Trecho do documento:

O escritor e jornalista colombiano Gabriel García Márquez dirigia com sua família rumo à praia de Acapulco, em 1965, para relaxar. Estava há vários dias sem conseguir descobrir o ponto de partida do romance que buscava escrever desde 1948, chamado provisoriamente de A casa. No carro, ele se depara de súbito com o início que tanto esperava para a narrativa: um homem diante de um paredão de fuzilamento, que recorda o dia em que seu pai o levou para conhecer o gelo.
Esse é o começo da biografia em quadrinhos Gabo, memórias de uma vida mágica, feita por cinco autores colombianos, que foi publicada agora pela editora Veneta. Qualquer leitor de Cem anos de solidão reconhece a cena que apareceu na mente de García Márquez naquele momento: é o ponto de partida da obra-prima do autor. O quadrinho, publicado na Colômbia em 2013, com roteiro do escritor Oscar Pantoja, já estava agendado para sair por aqui, e a morte de Gabo, em abril deste ano, só aumentou a importância do lançamento. Para desenhar a história, Pantoja contou com quatro colaboradores (Miguel Bustos, Felipe Camargo, Tatiana Córdoba e Julián Naranjo), cada um responsável por uma parte da HQ.
Gabo, memórias de uma vida mágica é divido em quatro partes, cada uma com traço e espectro de cores específico, ainda que com uma bonita harmonia no conjunto. O livro não se foca em repassar em detalhes a vida do Nobel colombiano; na verdade, gira em torno da criação de Cem anos da solidão e do imaginário do realismo mágico do autor. Claro que isso significa, no entanto, voltar em parte para a sua história familiar, infância, vida profissional, viagens e leituras.

Registros extraídos:
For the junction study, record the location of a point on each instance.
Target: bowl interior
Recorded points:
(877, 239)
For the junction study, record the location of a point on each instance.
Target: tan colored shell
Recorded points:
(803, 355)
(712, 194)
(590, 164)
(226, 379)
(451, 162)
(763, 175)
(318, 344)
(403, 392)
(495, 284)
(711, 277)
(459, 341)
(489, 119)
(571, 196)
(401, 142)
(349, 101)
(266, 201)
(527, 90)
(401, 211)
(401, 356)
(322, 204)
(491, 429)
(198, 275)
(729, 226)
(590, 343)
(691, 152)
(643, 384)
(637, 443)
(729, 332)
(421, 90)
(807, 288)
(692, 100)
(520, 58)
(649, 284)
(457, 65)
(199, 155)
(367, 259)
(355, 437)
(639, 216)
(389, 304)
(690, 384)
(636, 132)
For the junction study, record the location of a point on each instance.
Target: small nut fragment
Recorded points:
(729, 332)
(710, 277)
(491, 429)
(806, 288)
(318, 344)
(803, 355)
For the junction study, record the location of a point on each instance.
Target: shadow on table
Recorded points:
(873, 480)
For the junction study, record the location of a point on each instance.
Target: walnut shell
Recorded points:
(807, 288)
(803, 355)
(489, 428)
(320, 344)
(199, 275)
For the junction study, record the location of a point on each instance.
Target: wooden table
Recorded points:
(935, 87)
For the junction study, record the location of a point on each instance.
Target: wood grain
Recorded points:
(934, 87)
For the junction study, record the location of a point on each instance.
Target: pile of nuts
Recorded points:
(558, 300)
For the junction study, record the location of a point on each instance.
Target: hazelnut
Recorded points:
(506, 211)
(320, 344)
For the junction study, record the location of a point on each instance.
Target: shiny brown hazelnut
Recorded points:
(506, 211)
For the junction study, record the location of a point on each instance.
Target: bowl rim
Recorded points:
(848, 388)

Tarefas obrigatórias:
1. Liste os colaboradores que, segundo o trecho, Oscar Pantoja chamou para desenhar a história.
2. Reproduza fielmente a passagem do trecho que vai de "Gabo, memórias de uma vida mágica é" até "viagens e leituras.".
Os registros são um material à parte, independente do trecho.

Soluções das tarefas:
1. Miguel Bustos, Felipe Camargo, Tatiana Córdoba e Julián Naranjo.

2.
Gabo, memórias de uma vida mágica é divido em quatro partes, cada uma com traço e espectro de cores específico, ainda que com uma bonita harmonia no conjunto. O livro não se foca em repassar em detalhes a vida do Nobel colombiano; na verdade, gira em torno da criação de Cem anos da solidão e do imaginário do realismo mágico do autor. Claro que isso significa, no entanto, voltar em parte para a sua história familiar, infância, vida profissional, viagens e leituras.